— Your task —
State how many lines in the items below contain the string "jacket", treating uppercase and lowercase as distinct. Reply with the number alone.

========================================================================

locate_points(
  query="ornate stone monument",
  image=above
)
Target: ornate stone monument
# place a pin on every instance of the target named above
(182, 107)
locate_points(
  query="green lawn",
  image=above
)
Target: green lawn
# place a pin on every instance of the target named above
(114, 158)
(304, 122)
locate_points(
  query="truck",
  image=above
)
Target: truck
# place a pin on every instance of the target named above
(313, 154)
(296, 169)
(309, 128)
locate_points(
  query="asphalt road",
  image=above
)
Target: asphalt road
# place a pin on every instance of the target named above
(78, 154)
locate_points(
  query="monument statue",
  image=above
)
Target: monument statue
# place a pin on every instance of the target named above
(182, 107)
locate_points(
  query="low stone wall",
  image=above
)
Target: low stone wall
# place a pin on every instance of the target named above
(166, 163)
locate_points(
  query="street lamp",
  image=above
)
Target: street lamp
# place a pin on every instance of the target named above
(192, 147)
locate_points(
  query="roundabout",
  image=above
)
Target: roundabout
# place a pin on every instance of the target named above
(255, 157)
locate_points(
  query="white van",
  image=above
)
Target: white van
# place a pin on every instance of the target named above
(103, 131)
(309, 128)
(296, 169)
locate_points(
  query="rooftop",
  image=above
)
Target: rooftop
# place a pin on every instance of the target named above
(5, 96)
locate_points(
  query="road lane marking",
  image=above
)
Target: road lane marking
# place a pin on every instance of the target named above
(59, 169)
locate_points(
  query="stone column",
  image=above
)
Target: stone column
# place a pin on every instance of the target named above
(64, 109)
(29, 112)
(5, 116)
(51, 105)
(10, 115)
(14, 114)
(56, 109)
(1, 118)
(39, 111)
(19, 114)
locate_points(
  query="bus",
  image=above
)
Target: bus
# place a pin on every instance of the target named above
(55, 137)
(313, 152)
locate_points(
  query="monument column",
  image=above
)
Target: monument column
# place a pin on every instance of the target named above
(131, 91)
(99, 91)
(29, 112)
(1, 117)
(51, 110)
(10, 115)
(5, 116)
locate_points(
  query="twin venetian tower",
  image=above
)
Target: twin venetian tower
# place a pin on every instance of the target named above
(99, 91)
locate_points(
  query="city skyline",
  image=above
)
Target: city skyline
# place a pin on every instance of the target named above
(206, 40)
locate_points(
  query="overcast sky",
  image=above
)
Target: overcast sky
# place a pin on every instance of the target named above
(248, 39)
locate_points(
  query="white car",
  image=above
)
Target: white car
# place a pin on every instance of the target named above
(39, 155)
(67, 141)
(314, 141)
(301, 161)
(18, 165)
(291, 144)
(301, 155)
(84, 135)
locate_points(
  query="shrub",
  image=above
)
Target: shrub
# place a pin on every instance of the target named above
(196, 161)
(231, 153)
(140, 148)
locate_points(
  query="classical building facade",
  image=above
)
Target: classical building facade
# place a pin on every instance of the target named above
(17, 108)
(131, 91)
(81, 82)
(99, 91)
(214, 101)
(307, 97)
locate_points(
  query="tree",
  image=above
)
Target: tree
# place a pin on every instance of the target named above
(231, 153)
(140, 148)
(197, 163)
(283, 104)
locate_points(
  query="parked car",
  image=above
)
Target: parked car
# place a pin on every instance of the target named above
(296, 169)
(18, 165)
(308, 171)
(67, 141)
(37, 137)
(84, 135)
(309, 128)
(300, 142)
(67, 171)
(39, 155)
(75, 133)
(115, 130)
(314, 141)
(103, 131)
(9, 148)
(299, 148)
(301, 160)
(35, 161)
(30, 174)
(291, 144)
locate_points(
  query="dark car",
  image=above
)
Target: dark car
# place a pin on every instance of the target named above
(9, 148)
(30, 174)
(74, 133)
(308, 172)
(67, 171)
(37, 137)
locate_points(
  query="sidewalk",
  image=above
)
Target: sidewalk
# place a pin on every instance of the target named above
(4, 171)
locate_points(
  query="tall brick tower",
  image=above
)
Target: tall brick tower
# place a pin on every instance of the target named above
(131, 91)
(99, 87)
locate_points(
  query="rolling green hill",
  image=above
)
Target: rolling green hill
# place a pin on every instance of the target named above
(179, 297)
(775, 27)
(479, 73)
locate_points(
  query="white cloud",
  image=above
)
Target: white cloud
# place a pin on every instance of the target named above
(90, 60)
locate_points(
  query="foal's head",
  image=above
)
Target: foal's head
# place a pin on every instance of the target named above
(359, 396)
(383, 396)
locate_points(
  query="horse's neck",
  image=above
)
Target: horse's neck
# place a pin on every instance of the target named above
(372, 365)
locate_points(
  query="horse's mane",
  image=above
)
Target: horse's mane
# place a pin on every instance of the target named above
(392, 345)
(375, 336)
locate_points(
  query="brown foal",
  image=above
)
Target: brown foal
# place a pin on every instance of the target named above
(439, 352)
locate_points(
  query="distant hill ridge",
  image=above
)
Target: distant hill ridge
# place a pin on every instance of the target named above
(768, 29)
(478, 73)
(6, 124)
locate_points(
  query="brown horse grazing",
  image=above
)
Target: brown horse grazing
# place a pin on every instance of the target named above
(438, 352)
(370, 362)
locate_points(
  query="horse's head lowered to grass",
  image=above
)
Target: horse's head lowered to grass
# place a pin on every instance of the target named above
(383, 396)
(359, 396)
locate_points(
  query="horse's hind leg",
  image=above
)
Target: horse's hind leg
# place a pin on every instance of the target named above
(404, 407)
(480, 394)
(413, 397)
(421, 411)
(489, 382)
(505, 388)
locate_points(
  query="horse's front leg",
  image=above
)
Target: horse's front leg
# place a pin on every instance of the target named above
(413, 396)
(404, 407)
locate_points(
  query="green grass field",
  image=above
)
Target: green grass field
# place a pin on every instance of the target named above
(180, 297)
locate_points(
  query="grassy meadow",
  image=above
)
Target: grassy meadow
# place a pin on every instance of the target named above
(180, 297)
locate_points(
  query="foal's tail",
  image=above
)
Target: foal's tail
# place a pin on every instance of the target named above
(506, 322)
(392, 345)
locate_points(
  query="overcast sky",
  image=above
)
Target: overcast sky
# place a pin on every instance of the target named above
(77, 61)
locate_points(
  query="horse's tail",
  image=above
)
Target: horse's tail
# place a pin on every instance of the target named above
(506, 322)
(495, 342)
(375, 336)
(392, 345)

========================================================================

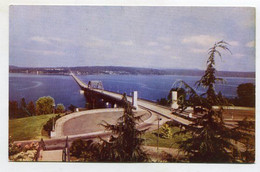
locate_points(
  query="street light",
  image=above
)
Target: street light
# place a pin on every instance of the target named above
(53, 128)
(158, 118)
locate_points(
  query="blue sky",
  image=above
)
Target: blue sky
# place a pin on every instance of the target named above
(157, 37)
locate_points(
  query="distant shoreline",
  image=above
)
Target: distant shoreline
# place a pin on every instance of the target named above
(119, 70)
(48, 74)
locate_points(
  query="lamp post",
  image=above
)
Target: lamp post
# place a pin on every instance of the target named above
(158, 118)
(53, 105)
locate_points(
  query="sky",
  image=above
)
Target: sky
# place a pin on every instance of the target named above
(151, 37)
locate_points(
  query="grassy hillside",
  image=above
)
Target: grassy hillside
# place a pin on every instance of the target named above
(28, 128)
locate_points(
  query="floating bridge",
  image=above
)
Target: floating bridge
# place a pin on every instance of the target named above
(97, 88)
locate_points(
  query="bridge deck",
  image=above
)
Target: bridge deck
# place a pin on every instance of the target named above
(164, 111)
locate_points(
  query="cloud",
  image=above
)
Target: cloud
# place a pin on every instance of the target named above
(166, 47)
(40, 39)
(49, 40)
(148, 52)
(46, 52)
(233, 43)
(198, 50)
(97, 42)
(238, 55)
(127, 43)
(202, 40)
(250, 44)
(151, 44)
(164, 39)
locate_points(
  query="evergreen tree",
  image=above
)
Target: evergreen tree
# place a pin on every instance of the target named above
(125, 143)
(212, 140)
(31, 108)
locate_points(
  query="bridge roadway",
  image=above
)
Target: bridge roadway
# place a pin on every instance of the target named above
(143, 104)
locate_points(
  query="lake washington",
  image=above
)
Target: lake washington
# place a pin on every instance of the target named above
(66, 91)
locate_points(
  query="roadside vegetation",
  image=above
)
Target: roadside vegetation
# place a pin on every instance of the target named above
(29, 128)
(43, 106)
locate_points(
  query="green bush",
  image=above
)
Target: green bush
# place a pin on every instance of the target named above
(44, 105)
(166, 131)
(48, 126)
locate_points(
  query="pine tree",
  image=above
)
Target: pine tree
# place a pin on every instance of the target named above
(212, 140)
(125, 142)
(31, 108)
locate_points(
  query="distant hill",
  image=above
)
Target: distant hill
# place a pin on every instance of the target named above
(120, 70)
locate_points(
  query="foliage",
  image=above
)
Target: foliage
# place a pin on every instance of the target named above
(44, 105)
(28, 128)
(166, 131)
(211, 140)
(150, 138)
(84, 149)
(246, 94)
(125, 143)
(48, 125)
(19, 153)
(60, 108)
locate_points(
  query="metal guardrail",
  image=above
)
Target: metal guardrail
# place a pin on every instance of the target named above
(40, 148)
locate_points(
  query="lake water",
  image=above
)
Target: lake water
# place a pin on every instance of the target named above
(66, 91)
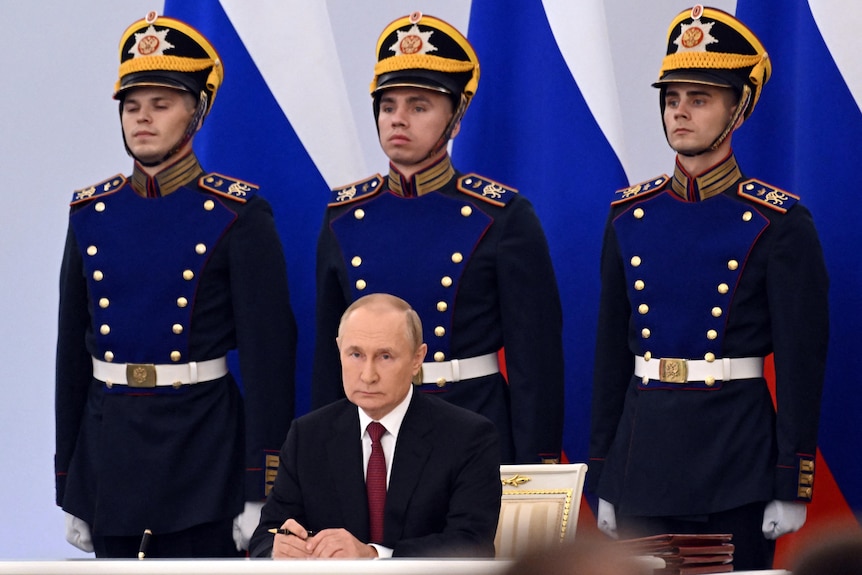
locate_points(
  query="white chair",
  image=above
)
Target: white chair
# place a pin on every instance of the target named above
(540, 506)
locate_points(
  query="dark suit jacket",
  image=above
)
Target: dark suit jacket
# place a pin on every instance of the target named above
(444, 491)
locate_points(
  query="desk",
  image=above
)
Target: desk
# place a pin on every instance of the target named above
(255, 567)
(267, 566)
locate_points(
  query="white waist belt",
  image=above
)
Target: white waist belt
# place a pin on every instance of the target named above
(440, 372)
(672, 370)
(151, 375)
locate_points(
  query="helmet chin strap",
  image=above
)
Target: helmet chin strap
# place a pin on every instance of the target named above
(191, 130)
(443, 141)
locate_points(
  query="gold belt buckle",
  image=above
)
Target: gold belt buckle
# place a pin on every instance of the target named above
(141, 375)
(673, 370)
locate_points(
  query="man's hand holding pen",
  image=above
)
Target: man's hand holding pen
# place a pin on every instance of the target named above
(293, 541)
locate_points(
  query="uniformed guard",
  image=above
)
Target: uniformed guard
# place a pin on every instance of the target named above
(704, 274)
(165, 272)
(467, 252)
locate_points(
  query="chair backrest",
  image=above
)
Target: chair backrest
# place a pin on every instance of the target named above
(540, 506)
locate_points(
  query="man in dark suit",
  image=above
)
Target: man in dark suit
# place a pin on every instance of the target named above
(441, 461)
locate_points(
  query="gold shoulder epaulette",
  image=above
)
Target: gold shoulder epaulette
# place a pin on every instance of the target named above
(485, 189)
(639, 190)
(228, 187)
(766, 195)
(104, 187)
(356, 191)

========================================================================

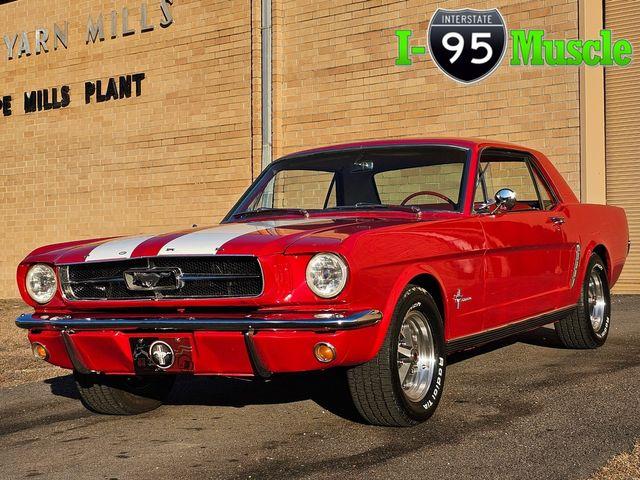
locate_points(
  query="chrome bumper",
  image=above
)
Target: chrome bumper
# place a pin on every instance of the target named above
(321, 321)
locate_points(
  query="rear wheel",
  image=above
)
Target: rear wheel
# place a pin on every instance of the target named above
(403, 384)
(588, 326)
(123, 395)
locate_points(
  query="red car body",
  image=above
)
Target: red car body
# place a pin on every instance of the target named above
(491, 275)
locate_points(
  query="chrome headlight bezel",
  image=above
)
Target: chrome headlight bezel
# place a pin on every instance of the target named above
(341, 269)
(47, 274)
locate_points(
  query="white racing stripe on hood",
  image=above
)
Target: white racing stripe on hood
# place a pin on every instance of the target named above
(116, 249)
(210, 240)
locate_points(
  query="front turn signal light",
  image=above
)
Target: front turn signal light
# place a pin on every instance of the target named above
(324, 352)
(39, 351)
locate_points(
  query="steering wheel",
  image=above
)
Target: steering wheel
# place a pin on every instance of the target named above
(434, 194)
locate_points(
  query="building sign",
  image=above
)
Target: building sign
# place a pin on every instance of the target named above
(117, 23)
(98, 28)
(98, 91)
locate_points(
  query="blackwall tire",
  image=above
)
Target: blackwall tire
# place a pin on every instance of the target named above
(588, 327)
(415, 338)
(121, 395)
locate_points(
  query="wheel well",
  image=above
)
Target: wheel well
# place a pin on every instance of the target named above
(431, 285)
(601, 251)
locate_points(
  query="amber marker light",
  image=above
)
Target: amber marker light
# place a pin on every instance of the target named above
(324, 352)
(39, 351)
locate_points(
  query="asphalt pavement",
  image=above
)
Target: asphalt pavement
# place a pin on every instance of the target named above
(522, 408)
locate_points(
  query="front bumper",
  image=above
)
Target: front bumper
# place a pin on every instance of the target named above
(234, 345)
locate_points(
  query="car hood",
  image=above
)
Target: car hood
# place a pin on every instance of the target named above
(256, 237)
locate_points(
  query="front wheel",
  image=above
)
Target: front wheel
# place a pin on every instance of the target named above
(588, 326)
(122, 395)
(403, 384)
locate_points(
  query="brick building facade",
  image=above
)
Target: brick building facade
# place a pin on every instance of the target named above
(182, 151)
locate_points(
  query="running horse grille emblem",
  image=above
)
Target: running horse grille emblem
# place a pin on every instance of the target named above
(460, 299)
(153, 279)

========================================================================

— The response —
2